- **Things to do**
1 - According to the Houston Symphony article, since when has Orozco-Estrada been the orchestra's music director?
2 - List every city the Houston Symphony article names as a stop on the orchestra's European tour.
3 - Please rewrite everything from "Music director of" down to "Orozco-Estrada's emphatic conducting." in the Houston Symphony article, swapping "European tour" for "concert tour".
Start of Text to read
The reaction to the emergency and the explanation sum up this conductor: On top of the moment, he reacts spontaneously – and keeps his cool. To him, a work of classical music is not sacred and distant but fully rooted in the here and now.

Playing for one's life

Music director of the Houston Symphony since the 2014-15 season, Orozco-Estrada has now taken it on European tour, beginning on Friday (09.03.2018) in Brussels and continuing on to Essen, Berlin, Warsaw, Vienna, Hamburg and Hanover before the final stop in Munich on March 19. With symphonies by Dvořák and Shostakovich – and various works by Leonard Bernstein – on the program, the musicians are joined by American violinist Hilary Hahn. At the concert in Brussels, she performed in Bernstein's Serenade after Plato's Symposium with a poise that counterbalanced Orozco-Estrada's emphatic conducting.

That emphasis led to a sound that seldom went under the level of mezzo-forte in Brussels' BOZAR Hall, but it also fits the 40-year-old Colombian's strategy of energizing the Houston Symphony after decades of central European discipline from his predecessors, the German Christoph Eschenbach and the Austrian Hans Graf. "Every concert can be different," says cellist Christopher French, describing the Orozco-Estrada era. "He'll throw us a curve, just to keep us on our toes."
End of Text to read
Start of Source data
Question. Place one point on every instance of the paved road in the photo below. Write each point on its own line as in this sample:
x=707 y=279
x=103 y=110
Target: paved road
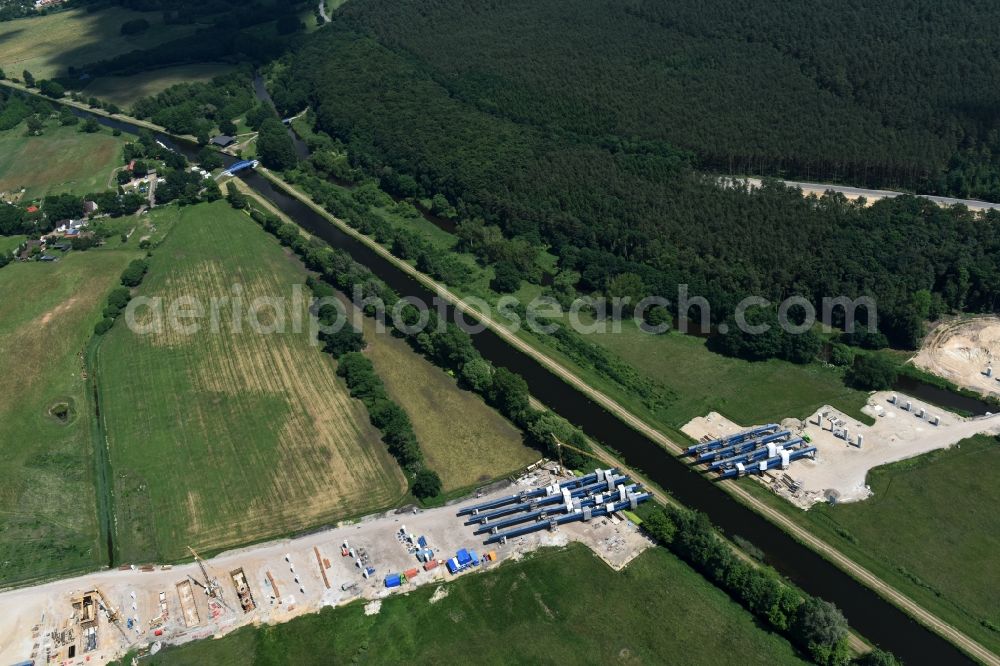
End of Source data
- **Solutions for each task**
1 - Since the 2014-15 season.

2 - Brussels, Essen, Berlin, Warsaw, Vienna, Hamburg, Hanover, Munich

3 -
Music director of the Houston Symphony since the 2014-15 season, Orozco-Estrada has now taken it on concert tour, beginning on Friday (09.03.2018) in Brussels and continuing on to Essen, Berlin, Warsaw, Vienna, Hamburg and Hanover before the final stop in Munich on March 19. With symphonies by Dvořák and Shostakovich – and various works by Leonard Bernstein – on the program, the musicians are joined by American violinist Hilary Hahn. At the concert in Brussels, she performed in Bernstein's Serenade after Plato's Symposium with a poise that counterbalanced Orozco-Estrada's emphatic conducting.